- Directives:
• a. In the news excerpt about the Knesset law, what was the vote count by which the legislation was adopted?
• b. List every provision that the news excerpt about the Knesset law attributes to the legislation.
• c. Continue the news excerpt about the Knesset law, starting after its last sentence.
** Start of Selected excerpt **
Apartheid Becomes Official Policy of Israeli Regime

Story Code : 739308
Palestinian family walk past a graffiti painted on the Israeli apartheid wall in the West Bank city of Bethlehem
Palestinian family walk past a graffiti painted on the Israeli apartheid wall in the West Bank city of Bethlehem
The legislation, adopted by 62 votes to 55 members of the regime’s parliament, Knesset, makes Hebrew Israel’s national language and defines the establishment of Jewish communities as being in the national interest.

The law prioritizes “Jewish” values over democratic ones in the occupied territories, declares al-Quds (Jerusalem) the “capital” of Israel, and also relegates Arabic from an official language to one with “special status.”

Speaking moments after the bill passed into law, Israeli Prime Minister Benjamin Netanyahu hailed the vote as a “defining moment in the annals of Zionism.”

Immediately after the bill passed, Arab lawmakers tore it in protest, calling it an instance of “apartheid.”

The bill has been compared to South African apartheid by Israeli lawmakers, but Netanyahu had repeatedly said its passage is one of his top priorities.

Arab members of the Knesset Ahmed Tibi and Ayeda Touma-Souliman yelled at Netanyahu, “You passed an apartheid law, a racist law.”
** End of Selected excerpt **
** Start of Record set **
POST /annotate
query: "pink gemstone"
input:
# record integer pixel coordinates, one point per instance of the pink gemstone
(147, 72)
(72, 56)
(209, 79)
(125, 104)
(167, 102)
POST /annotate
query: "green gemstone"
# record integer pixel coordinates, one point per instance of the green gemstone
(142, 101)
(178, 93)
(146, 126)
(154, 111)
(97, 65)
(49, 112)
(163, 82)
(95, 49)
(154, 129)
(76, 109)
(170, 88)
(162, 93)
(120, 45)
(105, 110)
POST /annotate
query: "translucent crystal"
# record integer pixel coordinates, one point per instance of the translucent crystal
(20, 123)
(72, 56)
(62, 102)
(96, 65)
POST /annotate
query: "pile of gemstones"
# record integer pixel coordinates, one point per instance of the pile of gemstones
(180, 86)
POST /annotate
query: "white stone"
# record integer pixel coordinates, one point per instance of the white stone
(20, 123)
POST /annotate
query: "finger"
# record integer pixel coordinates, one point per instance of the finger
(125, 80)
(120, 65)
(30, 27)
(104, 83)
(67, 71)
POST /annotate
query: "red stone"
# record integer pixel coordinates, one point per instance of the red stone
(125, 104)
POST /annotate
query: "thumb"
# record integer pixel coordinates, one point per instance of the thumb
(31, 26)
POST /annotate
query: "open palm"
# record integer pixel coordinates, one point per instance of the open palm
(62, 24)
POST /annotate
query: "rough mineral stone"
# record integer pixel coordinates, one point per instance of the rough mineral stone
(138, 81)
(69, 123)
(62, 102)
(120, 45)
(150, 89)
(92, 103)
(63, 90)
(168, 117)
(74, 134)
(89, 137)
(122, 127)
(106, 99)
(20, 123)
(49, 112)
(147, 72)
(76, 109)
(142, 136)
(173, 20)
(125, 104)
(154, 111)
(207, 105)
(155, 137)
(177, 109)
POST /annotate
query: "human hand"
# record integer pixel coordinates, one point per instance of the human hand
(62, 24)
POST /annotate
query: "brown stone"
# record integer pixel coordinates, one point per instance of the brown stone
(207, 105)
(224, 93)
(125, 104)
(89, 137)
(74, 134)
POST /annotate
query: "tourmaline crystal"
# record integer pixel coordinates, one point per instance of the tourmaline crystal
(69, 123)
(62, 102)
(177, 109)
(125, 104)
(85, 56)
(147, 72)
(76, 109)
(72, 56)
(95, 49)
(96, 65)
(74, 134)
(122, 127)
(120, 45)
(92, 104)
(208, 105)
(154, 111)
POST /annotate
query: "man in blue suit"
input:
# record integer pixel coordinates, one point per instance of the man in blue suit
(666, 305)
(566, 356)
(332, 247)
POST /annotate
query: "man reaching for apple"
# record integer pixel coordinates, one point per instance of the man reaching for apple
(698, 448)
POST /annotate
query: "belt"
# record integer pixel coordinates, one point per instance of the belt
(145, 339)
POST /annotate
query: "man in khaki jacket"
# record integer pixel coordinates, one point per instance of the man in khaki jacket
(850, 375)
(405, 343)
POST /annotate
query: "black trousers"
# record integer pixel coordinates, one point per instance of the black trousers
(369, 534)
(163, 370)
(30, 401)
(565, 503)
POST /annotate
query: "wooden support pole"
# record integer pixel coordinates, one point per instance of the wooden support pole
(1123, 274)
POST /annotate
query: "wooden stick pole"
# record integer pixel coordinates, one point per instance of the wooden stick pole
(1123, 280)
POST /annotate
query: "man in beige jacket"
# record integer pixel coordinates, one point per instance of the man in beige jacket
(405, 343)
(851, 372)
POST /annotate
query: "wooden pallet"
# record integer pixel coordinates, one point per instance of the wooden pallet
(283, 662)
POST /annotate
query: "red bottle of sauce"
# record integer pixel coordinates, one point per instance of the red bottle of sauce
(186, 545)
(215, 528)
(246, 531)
** End of Record set **
- Answers by task:
• a. It was adopted by 62 votes to 55.

• b.
- It makes Hebrew Israel's national language.
- It defines the establishment of Jewish communities as being in the national interest.
- It prioritizes "Jewish" values over democratic ones in the occupied territories.
- It declares al-Quds (Jerusalem) the "capital" of Israel.
- It relegates Arabic from an official language to one with "special status."

• c.
“Why are you afraid of the Arabic language?” Tibi lashed out at Netanyahu.

Adalah, the Legal Center for Arab Minority Rights in Israel, called the law a bid to advance "ethnic superiority by promoting racist policies".

"The Jewish nation-state law features key elements of apartheid, which is not only immoral but also absolutely prohibited under international law," said Hassan Jabareen, general director of Adalah.

March 2017, a United Nations report accused the Israeli regime of having established "an apartheid regime that oppresses and dominates the Palestinian people as a whole".

The report - Israeli Practices towards the Palestinian People and the Question of Apartheid - was commissioned and published by the UN Economic and Social Commission for Western Asia (ESCWA).